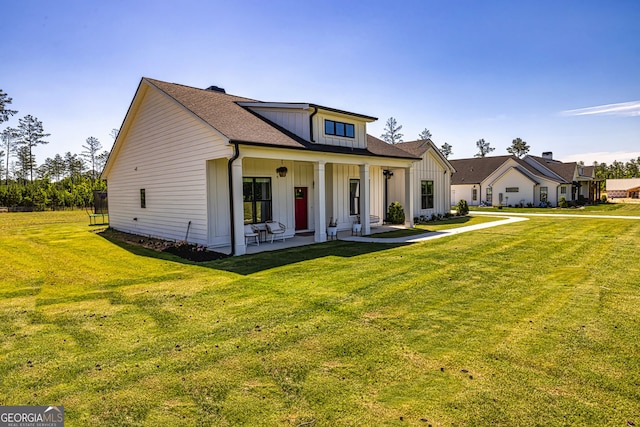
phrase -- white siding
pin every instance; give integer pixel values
(219, 212)
(164, 151)
(295, 121)
(281, 187)
(430, 169)
(465, 192)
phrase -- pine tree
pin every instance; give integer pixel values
(30, 135)
(483, 147)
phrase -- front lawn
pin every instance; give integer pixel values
(446, 224)
(531, 323)
(600, 209)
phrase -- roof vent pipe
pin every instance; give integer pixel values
(216, 89)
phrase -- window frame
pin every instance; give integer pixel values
(426, 194)
(354, 199)
(544, 199)
(265, 204)
(143, 198)
(335, 125)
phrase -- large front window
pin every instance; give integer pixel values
(256, 194)
(354, 197)
(544, 194)
(426, 194)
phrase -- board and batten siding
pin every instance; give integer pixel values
(430, 169)
(295, 121)
(337, 185)
(165, 152)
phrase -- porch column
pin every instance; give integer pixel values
(365, 199)
(238, 207)
(319, 202)
(408, 195)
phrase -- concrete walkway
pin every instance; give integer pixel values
(434, 234)
(518, 214)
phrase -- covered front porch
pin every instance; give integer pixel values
(303, 193)
(301, 239)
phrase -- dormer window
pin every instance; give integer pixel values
(332, 127)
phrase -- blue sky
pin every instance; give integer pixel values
(562, 75)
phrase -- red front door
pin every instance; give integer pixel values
(301, 208)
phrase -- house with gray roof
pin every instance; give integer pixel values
(530, 181)
(623, 188)
(202, 164)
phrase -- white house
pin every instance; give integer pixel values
(509, 180)
(198, 164)
(623, 188)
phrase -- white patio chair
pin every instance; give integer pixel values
(274, 227)
(250, 232)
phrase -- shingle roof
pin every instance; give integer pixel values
(476, 170)
(417, 148)
(563, 170)
(222, 112)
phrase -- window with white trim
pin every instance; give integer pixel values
(347, 130)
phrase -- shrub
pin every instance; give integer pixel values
(462, 208)
(395, 215)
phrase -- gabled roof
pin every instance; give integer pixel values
(563, 170)
(476, 169)
(419, 147)
(625, 184)
(524, 172)
(227, 115)
(222, 112)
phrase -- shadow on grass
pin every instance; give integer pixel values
(249, 264)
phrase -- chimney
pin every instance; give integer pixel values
(216, 89)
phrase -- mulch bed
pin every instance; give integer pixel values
(183, 250)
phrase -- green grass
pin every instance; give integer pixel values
(602, 209)
(447, 224)
(531, 323)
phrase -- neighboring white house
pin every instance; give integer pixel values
(624, 188)
(200, 164)
(509, 180)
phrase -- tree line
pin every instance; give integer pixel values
(64, 181)
(518, 148)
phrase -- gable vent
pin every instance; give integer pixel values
(216, 89)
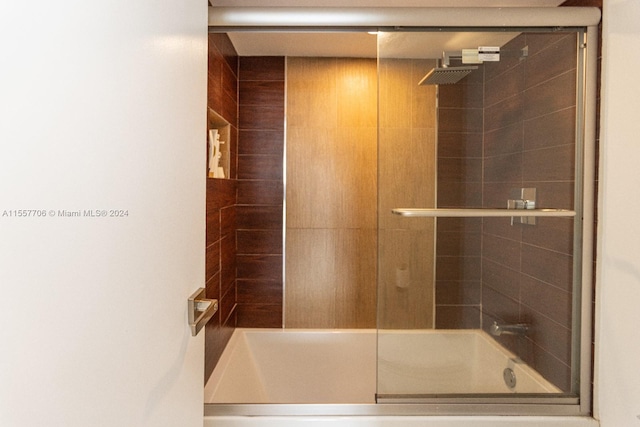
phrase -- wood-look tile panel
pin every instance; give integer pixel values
(406, 171)
(260, 193)
(229, 109)
(260, 292)
(228, 221)
(263, 167)
(259, 316)
(261, 68)
(457, 317)
(212, 287)
(212, 260)
(331, 178)
(225, 47)
(406, 285)
(253, 242)
(260, 267)
(261, 142)
(230, 83)
(261, 93)
(220, 193)
(356, 92)
(227, 262)
(216, 339)
(330, 282)
(212, 226)
(261, 117)
(423, 98)
(259, 217)
(227, 303)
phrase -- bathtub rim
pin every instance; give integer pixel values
(407, 405)
(459, 405)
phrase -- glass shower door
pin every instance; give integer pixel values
(479, 215)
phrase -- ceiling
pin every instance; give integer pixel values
(357, 44)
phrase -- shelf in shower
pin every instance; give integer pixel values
(478, 213)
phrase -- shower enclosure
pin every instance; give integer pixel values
(480, 211)
(483, 182)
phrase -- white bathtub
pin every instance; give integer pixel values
(279, 377)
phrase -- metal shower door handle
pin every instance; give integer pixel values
(201, 310)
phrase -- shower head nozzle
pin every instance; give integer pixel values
(448, 75)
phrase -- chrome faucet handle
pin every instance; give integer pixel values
(498, 329)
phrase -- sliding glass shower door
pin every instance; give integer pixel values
(481, 176)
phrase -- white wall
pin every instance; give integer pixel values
(618, 310)
(102, 106)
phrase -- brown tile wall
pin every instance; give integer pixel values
(220, 264)
(529, 142)
(488, 269)
(458, 240)
(260, 191)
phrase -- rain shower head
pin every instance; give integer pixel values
(446, 75)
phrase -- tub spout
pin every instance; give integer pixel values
(498, 329)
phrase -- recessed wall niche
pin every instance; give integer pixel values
(218, 146)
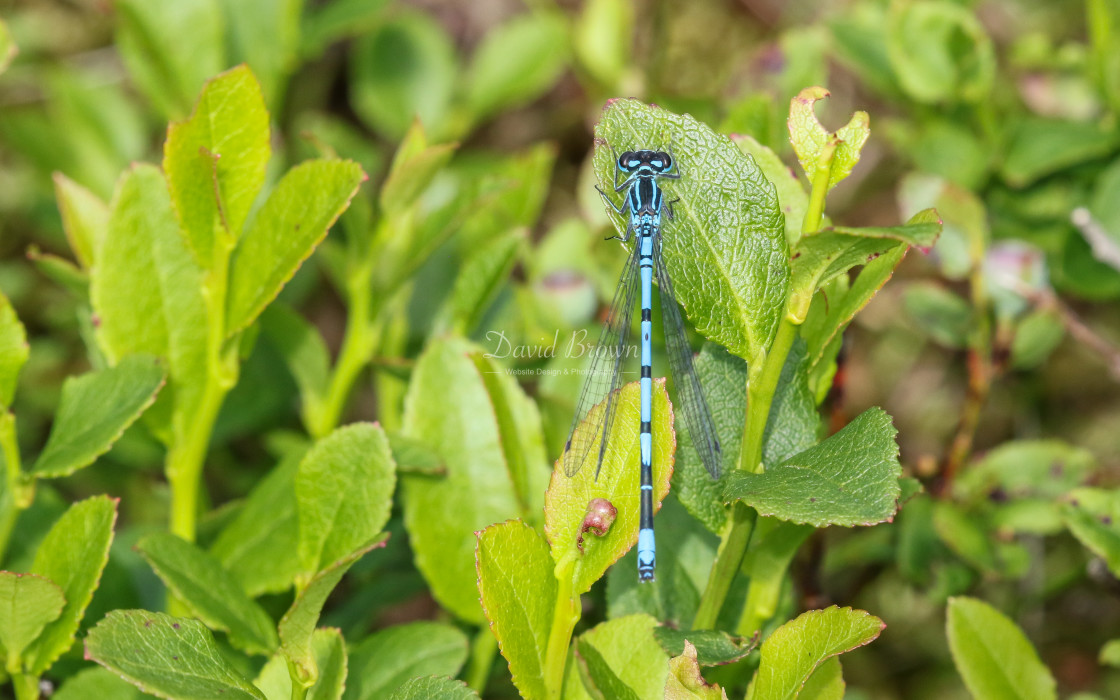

*EXERCISE REQUIREMENTS*
Rewrite all of the rows above as a Markdown table with the columns Number and Line, giving each line its own numbered table row. Omit blank lines and leave the pictures out.

*TASK RESPONSE*
| Number | Line |
|---|---|
| 1 | phrase -- white siding |
| 2 | pin every instance; give integer pixel values |
| 3 | (219, 212) |
| 4 | (164, 151) |
| 5 | (295, 121) |
| 6 | (281, 187) |
| 7 | (430, 169) |
| 8 | (465, 192) |
| 9 | phrase -- pine tree |
| 10 | pin every instance; give integer pixel values |
| 11 | (30, 135) |
| 12 | (483, 147) |
| 13 | phrase -- front lawn |
| 14 | pin every instance; give integer pixel values |
| 15 | (446, 224) |
| 16 | (531, 323) |
| 17 | (600, 209) |
| 18 | phrase -- roof vent pipe |
| 19 | pin every instance; give integer pixel values |
| 20 | (216, 89) |
| 21 | phrase -- window frame |
| 22 | pin every instance; give integer pixel values |
| 23 | (426, 194) |
| 24 | (354, 199) |
| 25 | (544, 199) |
| 26 | (265, 204) |
| 27 | (143, 198) |
| 28 | (335, 125) |
| 29 | phrase -- large front window |
| 30 | pin every instance; give integer pixel values |
| 31 | (256, 194) |
| 32 | (354, 197) |
| 33 | (544, 194) |
| 34 | (426, 194) |
| 35 | phrase -- board and batten siding |
| 36 | pin every instance; give integer pixel values |
| 37 | (430, 169) |
| 38 | (295, 121) |
| 39 | (337, 185) |
| 40 | (165, 152) |
| 41 | phrase -- porch column |
| 42 | pin every instance; give integer pixel values |
| 43 | (365, 199) |
| 44 | (238, 207) |
| 45 | (319, 202) |
| 46 | (408, 195) |
| 47 | phrase -- concrete walkway |
| 48 | pin every instance; give integer pixel values |
| 49 | (434, 234) |
| 50 | (518, 214) |
| 51 | phrase -- covered front porch |
| 52 | pin every instance; give integer pixel values |
| 53 | (303, 193) |
| 54 | (301, 239) |
| 55 | phrase -- dormer window |
| 56 | pin every instance; give integer pixel values |
| 57 | (332, 127) |
| 58 | phrase -- blue sky |
| 59 | pin every instance; give integer pixel values |
| 60 | (562, 75) |
| 61 | phrase -- red front door |
| 62 | pin every instance; give integer pixel values |
| 63 | (301, 208) |
| 64 | phrase -- house with gray roof |
| 65 | pin every instance; give integer pixel values |
| 66 | (530, 181) |
| 67 | (623, 188) |
| 68 | (202, 164) |
| 69 | phrase -- white house |
| 70 | pin every instance; give integer pixel values |
| 71 | (509, 180) |
| 72 | (198, 164) |
| 73 | (623, 188) |
| 74 | phrase -- white patio chair |
| 75 | pin every instance; give integer pixel values |
| 76 | (274, 227) |
| 77 | (250, 232) |
| 78 | phrase -- shingle roof |
| 79 | pin every instance; give integer pixel values |
| 80 | (476, 170) |
| 81 | (417, 148) |
| 82 | (563, 170) |
| 83 | (222, 112) |
| 84 | phrase -- window with white trim |
| 85 | pin every instance; give integer pixel values |
| 86 | (347, 130) |
| 87 | phrase -- shrub |
| 88 | pin every instance; give integer pixel values |
| 89 | (462, 208) |
| 90 | (395, 215) |
| 91 | phrase -- gabled roof |
| 92 | pin every instance; give integer pixel values |
| 93 | (563, 170) |
| 94 | (476, 169) |
| 95 | (419, 147) |
| 96 | (625, 184) |
| 97 | (524, 172) |
| 98 | (227, 115) |
| 99 | (222, 112) |
| 100 | phrase -- shadow on grass |
| 101 | pin every instance; give integer pixel values |
| 102 | (249, 264) |
| 103 | phrase -- chimney |
| 104 | pin every instance; give integer pixel values |
| 105 | (216, 89) |
| 106 | phrase -- mulch bed |
| 107 | pin every instance; give integer pixel values |
| 108 | (183, 250) |
| 109 | phrase -- green grass |
| 110 | pin every instance; give integer pixel values |
| 111 | (602, 209) |
| 112 | (447, 224) |
| 113 | (531, 323) |
| 114 | phrase -- neighboring white house |
| 115 | pin every instance; give integer pixel values |
| 116 | (624, 188) |
| 117 | (200, 164) |
| 118 | (509, 180) |
| 119 | phrase -- tree line |
| 120 | pin every instance; give integer pixel values |
| 121 | (64, 181) |
| 122 | (518, 148) |
| 123 | phrase -- gable vent |
| 124 | pin every instance; give integer pixel values |
| 125 | (216, 89) |
| 126 | phrase -- wood-look tile panel |
| 127 | pin every instance; give integer pixel values |
| 128 | (406, 171) |
| 129 | (260, 193) |
| 130 | (229, 109) |
| 131 | (260, 292) |
| 132 | (228, 221) |
| 133 | (263, 167) |
| 134 | (259, 316) |
| 135 | (261, 68) |
| 136 | (457, 317) |
| 137 | (212, 287) |
| 138 | (212, 260) |
| 139 | (331, 178) |
| 140 | (225, 47) |
| 141 | (406, 285) |
| 142 | (253, 242) |
| 143 | (260, 267) |
| 144 | (261, 142) |
| 145 | (230, 83) |
| 146 | (261, 93) |
| 147 | (220, 193) |
| 148 | (356, 92) |
| 149 | (227, 262) |
| 150 | (216, 339) |
| 151 | (330, 282) |
| 152 | (212, 226) |
| 153 | (261, 117) |
| 154 | (423, 98) |
| 155 | (259, 217) |
| 156 | (227, 303) |
| 157 | phrase -- bathtub rim |
| 158 | pin every instance; give integer pixel values |
| 159 | (407, 405) |
| 160 | (459, 405) |
| 161 | phrase -- glass shower door |
| 162 | pin every instance; give integer pixel values |
| 163 | (479, 215) |
| 164 | phrase -- ceiling |
| 165 | pin every instance; give integer pixel values |
| 166 | (357, 44) |
| 167 | phrase -- shelf in shower |
| 168 | pin every instance; give integer pixel values |
| 169 | (478, 213) |
| 170 | phrase -- shower enclosure |
| 171 | pin every instance; give integer pixel values |
| 172 | (480, 211) |
| 173 | (483, 182) |
| 174 | phrase -- white bathtub |
| 175 | pin every instance; give integer pixel values |
| 176 | (279, 377) |
| 177 | phrase -- metal shower door handle |
| 178 | pin every instance; give integer pixel values |
| 179 | (201, 310) |
| 180 | phrase -- shower head nozzle |
| 181 | pin every instance; give integer pixel values |
| 182 | (448, 75) |
| 183 | phrase -- chrome faucet handle |
| 184 | pin every instance; give integer pixel values |
| 185 | (498, 329) |
| 186 | phrase -- sliding glass shower door |
| 187 | pin every instance; give integer pixel values |
| 188 | (481, 176) |
| 189 | phrase -- white wall |
| 190 | pin every instance; give integer pixel values |
| 191 | (618, 310) |
| 192 | (102, 106) |
| 193 | phrase -- brown tile wall |
| 194 | pin every instance; give integer pixel values |
| 195 | (220, 264) |
| 196 | (529, 142) |
| 197 | (488, 269) |
| 198 | (458, 240) |
| 199 | (260, 191) |
| 200 | phrase -- rain shower head |
| 201 | pin every instance; give integer pixel values |
| 202 | (446, 75) |
| 203 | phrase -- tub spout |
| 204 | pin every instance; give integer pixel values |
| 205 | (498, 329) |
| 206 | phrase -- recessed wall niche |
| 207 | pin every instance; give integer pixel values |
| 208 | (218, 146) |